WHAT TO DO
Reproduce each line of the records below character for character, leaving out the pictures.

========

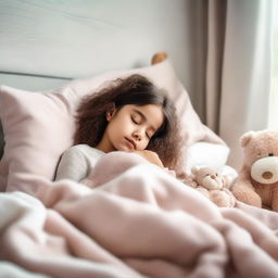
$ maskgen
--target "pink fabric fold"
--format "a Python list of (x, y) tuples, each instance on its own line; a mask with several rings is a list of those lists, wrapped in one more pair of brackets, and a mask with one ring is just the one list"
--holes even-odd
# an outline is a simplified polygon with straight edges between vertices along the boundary
[(138, 155), (105, 156), (94, 188), (18, 174), (27, 194), (0, 194), (1, 260), (65, 278), (277, 277), (277, 213), (219, 208)]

========

FULL OUTPUT
$ maskgen
--target "pink fabric fold"
--format "a Python list of (x, y) tuples, each instance on its own line; a mask with several rings is a list of those lists, wrapped in one more pair of brackets, and a mask with one ring is just the one list"
--holes even-odd
# an outline is a simplified polygon with straight edges between vertices along the boundary
[(138, 155), (105, 156), (94, 188), (18, 174), (27, 194), (0, 194), (1, 260), (65, 278), (277, 277), (277, 213), (219, 208)]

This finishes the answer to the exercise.